Dataset records —

__________________________________________________

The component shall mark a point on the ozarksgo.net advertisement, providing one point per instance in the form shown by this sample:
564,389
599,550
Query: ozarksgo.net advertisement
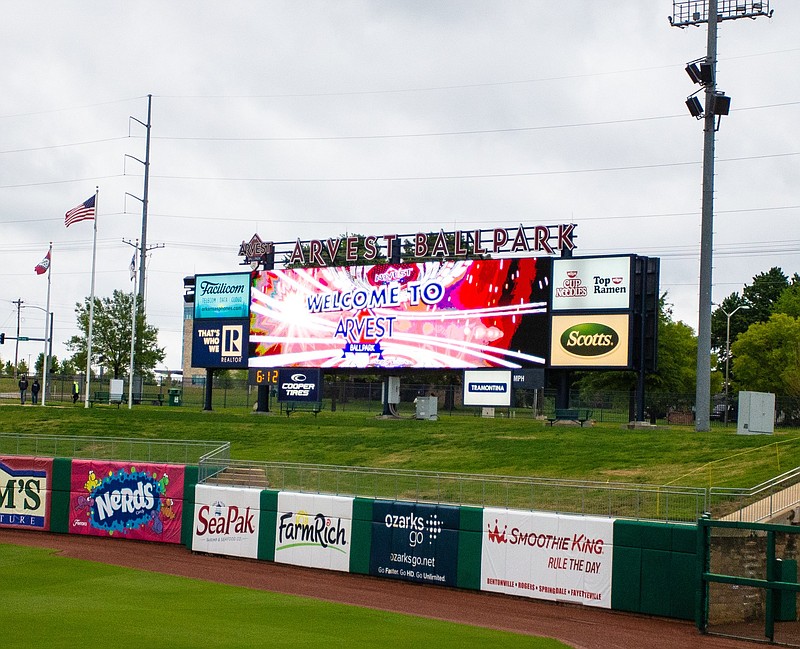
415,542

__________________________________________________

Exercise aim — Recast the rows above as a numbered list with one line per item. Skip blank lines and leave out the pictures.

Exercise output —
1. The component shall mark a point on the ozarksgo.net advertisement, providing one point per instance in the form shown by this sample:
2. 564,389
3. 599,550
4. Query: ozarksgo.net advertisement
5. 415,542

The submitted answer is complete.